▶ **Your goal**:
Transcribe all records exactly.

▶ **Data supplied**:

#####

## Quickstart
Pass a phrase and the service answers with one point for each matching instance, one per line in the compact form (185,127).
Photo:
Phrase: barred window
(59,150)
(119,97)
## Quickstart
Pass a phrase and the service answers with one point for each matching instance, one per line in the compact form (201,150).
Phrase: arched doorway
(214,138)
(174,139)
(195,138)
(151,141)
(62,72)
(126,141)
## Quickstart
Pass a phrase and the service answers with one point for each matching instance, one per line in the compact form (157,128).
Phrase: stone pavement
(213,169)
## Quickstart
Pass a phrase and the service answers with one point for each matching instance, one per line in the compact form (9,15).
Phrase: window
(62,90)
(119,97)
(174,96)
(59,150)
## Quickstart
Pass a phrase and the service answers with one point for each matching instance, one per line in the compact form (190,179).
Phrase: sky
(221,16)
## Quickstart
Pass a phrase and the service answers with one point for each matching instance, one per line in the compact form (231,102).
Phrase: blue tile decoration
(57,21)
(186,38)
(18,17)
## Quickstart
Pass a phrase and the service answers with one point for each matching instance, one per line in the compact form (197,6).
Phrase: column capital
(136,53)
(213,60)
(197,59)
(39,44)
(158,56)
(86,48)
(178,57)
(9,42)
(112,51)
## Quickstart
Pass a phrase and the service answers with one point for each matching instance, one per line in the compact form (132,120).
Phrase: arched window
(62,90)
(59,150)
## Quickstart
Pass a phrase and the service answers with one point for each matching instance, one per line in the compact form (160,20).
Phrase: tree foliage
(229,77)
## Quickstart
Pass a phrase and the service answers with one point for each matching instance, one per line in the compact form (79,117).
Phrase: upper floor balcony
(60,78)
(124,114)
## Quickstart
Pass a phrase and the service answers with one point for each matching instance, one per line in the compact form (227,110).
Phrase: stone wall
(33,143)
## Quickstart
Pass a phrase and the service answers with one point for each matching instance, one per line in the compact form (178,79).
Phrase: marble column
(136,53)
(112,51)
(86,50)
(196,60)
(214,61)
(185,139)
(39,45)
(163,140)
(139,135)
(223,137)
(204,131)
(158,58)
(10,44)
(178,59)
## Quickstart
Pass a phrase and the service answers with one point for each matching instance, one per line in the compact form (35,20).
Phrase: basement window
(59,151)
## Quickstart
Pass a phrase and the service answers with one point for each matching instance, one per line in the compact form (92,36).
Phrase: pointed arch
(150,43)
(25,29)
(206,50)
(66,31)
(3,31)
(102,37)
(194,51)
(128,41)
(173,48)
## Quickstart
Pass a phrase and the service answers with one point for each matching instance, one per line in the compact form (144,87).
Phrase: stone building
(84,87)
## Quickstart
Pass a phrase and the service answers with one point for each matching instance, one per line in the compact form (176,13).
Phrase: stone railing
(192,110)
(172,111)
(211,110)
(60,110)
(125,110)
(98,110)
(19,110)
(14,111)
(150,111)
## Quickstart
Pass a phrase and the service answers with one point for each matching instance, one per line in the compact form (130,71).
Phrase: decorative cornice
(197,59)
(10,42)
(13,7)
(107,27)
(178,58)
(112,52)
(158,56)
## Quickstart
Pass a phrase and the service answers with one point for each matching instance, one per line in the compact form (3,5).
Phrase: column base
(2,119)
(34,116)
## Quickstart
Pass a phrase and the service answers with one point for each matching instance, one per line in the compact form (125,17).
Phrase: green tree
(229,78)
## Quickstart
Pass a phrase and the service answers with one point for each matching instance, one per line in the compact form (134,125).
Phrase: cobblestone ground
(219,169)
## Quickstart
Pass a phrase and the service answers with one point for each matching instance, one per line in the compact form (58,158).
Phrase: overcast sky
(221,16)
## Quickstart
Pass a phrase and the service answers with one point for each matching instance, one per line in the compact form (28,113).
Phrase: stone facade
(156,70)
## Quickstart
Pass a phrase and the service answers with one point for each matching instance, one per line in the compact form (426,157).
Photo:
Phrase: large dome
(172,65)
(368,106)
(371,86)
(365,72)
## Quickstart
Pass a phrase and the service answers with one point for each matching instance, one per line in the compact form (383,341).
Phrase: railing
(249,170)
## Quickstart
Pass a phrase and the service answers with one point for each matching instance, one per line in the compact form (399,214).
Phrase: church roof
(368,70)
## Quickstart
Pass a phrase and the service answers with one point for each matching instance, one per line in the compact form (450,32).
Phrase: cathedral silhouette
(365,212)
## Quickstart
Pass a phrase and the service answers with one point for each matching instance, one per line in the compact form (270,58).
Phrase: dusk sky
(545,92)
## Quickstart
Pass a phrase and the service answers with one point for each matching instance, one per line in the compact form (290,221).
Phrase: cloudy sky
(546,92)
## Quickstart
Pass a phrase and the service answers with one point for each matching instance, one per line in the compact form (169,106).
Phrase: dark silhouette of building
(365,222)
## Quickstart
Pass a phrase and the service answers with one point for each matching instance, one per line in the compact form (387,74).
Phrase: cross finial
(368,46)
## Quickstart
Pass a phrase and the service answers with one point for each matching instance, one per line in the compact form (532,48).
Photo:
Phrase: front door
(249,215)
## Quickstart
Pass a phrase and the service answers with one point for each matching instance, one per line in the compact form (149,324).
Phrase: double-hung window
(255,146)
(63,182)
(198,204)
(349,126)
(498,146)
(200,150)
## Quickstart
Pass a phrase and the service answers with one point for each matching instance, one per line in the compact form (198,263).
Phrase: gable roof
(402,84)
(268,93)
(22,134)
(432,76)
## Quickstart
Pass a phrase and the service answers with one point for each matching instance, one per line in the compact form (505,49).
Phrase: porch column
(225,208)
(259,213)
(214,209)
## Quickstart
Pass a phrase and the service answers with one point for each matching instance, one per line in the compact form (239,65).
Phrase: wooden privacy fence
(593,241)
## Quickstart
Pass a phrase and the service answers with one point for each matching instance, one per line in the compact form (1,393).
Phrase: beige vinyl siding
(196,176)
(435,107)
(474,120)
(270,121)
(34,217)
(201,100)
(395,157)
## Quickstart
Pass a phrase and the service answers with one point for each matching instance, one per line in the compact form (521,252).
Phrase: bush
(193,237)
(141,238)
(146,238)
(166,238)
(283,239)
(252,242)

#####

▶ **Correct answer**:
## Quickstart
Pass a phrase and the service answers with one point for each matching instance, one per line in the compact form (185,127).
Photo:
Phrase: barred window
(59,150)
(119,97)
## Quickstart
Pass a phrase and the service answers with one point for each matching instance, one per line in the compact form (201,150).
Phrase: arched doorway
(214,138)
(174,139)
(195,138)
(151,141)
(62,72)
(126,141)
## Quickstart
Pass a phrase and the service answers with one point for each matching instance, one per line in the compact form (157,128).
Phrase: stone pavement
(213,169)
## Quickstart
Pass a phrase and the service answers with one point for each matching instance, one per line in the compact form (9,15).
Phrase: window
(62,90)
(119,97)
(174,96)
(59,150)
## Quickstart
Pass a phrase and the service answers with one point for each matching instance, one per line in the compact form (190,179).
Phrase: sky
(221,16)
## Quickstart
Pass a phrase and the service answers with one point for each matching instance, one per line in the compact form (231,102).
Phrase: blue tile decoration
(57,21)
(186,38)
(18,17)
## Quickstart
Pass a phrase and the service answers with one point for each matching instance, one per line in the compact form (197,6).
Phrase: column capital
(136,53)
(213,60)
(197,59)
(39,44)
(158,56)
(86,48)
(178,57)
(9,42)
(112,51)
## Quickstart
Pass a phrase and the service answers with one point for each matching instance, one per line in the compact form (132,120).
Phrase: arched window
(62,90)
(59,150)
## Quickstart
Pass a phrase and the service answers with one point for each matching instance, one per line in the compact form (160,20).
Phrase: tree foliage
(229,77)
## Quickstart
Pass a phrase and the service answers with one point for each matching instance, one per line in the compact form (79,117).
Phrase: upper floor balcony
(60,78)
(124,114)
## Quickstart
Pass a phrase and the service answers with one point for each matching instance, one per line in the compact form (227,110).
Phrase: stone wall
(33,143)
## Quickstart
Pass a phrase and the service answers with one point for each matching instance, one per line in the compact form (178,79).
Phrase: marble column
(136,53)
(112,51)
(86,50)
(196,60)
(214,61)
(185,139)
(39,45)
(163,140)
(139,135)
(223,137)
(204,131)
(158,58)
(10,44)
(178,59)
## Quickstart
Pass a phrase and the service answers with one point for each matching instance, one per line in the compact form (35,20).
Phrase: basement window
(59,151)
## Quickstart
Pass a phrase and the service answers with one point for each matching instance, one per line in the compact form (92,36).
Phrase: pointed arch
(150,43)
(25,29)
(206,50)
(66,31)
(3,31)
(102,37)
(194,51)
(128,41)
(173,48)
## Quickstart
Pass a phrase and the service answers with one point for each matching instance, one per line in the compact form (144,87).
Phrase: stone building
(84,87)
## Quickstart
Pass a phrase and the service answers with one point for each matching instance, one per line in the compact form (176,13).
Phrase: stone railing
(192,110)
(172,111)
(211,110)
(60,110)
(125,110)
(98,110)
(19,110)
(14,111)
(150,111)
## Quickstart
Pass a phrase and the service answers with one point for each matching instance, one per line in the compact form (130,71).
Phrase: decorative cornice
(197,59)
(10,42)
(13,7)
(107,27)
(178,58)
(112,52)
(158,56)
## Quickstart
Pass a phrase and the service answers with one point for each matching instance, one per line in the compact form (3,5).
Phrase: column base
(2,119)
(34,116)
## Quickstart
Pass a phrase and the service answers with one point for each matching instance, one per line in the compact form (125,17).
Phrase: green tree
(229,78)
## Quickstart
Pass a phrase and the service answers with one point for each matching instance, one per line in the compact form (134,125).
Phrase: cobblestone ground
(219,169)
## Quickstart
Pass a phrase and the service answers with one point for each matching instance, one per line in the compact form (58,158).
Phrase: overcast sky
(221,16)
## Quickstart
Pass a phrase and the service answers with one point for each matching instance, one per line in the compact form (28,113).
Phrase: stone facade
(156,70)
## Quickstart
Pass a phrase and the service answers with one point for each matching instance, one per line in the compact form (426,157).
Photo:
Phrase: large dome
(172,65)
(368,106)
(371,86)
(365,72)
## Quickstart
Pass a phrase and the service answers with one point for each matching instance, one per line in the compact form (383,341).
Phrase: railing
(249,170)
## Quickstart
Pass a phrase and the service answers with one point for each matching instance, one per line in the compact form (399,214).
Phrase: church roof
(368,70)
## Quickstart
Pass a phrase and the service answers with one point for each matching instance, one per line in the compact form (450,32).
Phrase: cathedral silhouette
(365,212)
## Quickstart
Pass a phrase and the service answers with one point for each matching instance, one per line in the compact form (270,58).
Phrase: dusk sky
(545,92)
## Quickstart
Pass a phrase and the service answers with one point for each matching instance, one per line in the compact form (290,221).
Phrase: cloudy sky
(546,92)
## Quickstart
Pass a phrase and the service answers with one point for each matching instance, one per line in the compact form (169,106).
Phrase: dark silhouette of building
(365,222)
## Quickstart
Pass a phrase and the service answers with one point for each matching instance, one per line in the compact form (387,74).
Phrase: cross finial
(368,46)
## Quickstart
Pass a phrase and the service answers with one point for each matching instance, one per line in the compact form (532,48).
Photo:
Phrase: front door
(249,215)
## Quickstart
Pass a phrase and the service answers with one point for each matching instance, one per line in the compact form (149,324).
Phrase: double-hung window
(255,146)
(63,182)
(198,204)
(349,126)
(498,146)
(200,150)
## Quickstart
Pass a phrase and the service answers with one point for each matching instance, one per line in the compact form (198,263).
Phrase: gable roof
(402,84)
(268,93)
(22,134)
(432,76)
## Quickstart
Pass a phrase and the service answers with one point for each matching instance, one per line in the compact form (505,49).
Phrase: porch column
(225,208)
(259,213)
(214,209)
## Quickstart
Pass a phrase and the service answers with one point for each matching instance, one per line in the compact form (239,65).
Phrase: wooden privacy fence
(593,241)
## Quickstart
Pass a phrase and the service answers with one point for each matching instance, one per line in the compact form (1,393).
Phrase: beige vinyl siding
(196,176)
(435,107)
(474,120)
(270,121)
(34,217)
(201,100)
(395,157)
## Quickstart
Pass a phrase and the service answers with one point for each matching instance, one per line in the compact form (521,252).
Phrase: bush
(193,237)
(141,238)
(146,238)
(166,238)
(283,239)
(252,242)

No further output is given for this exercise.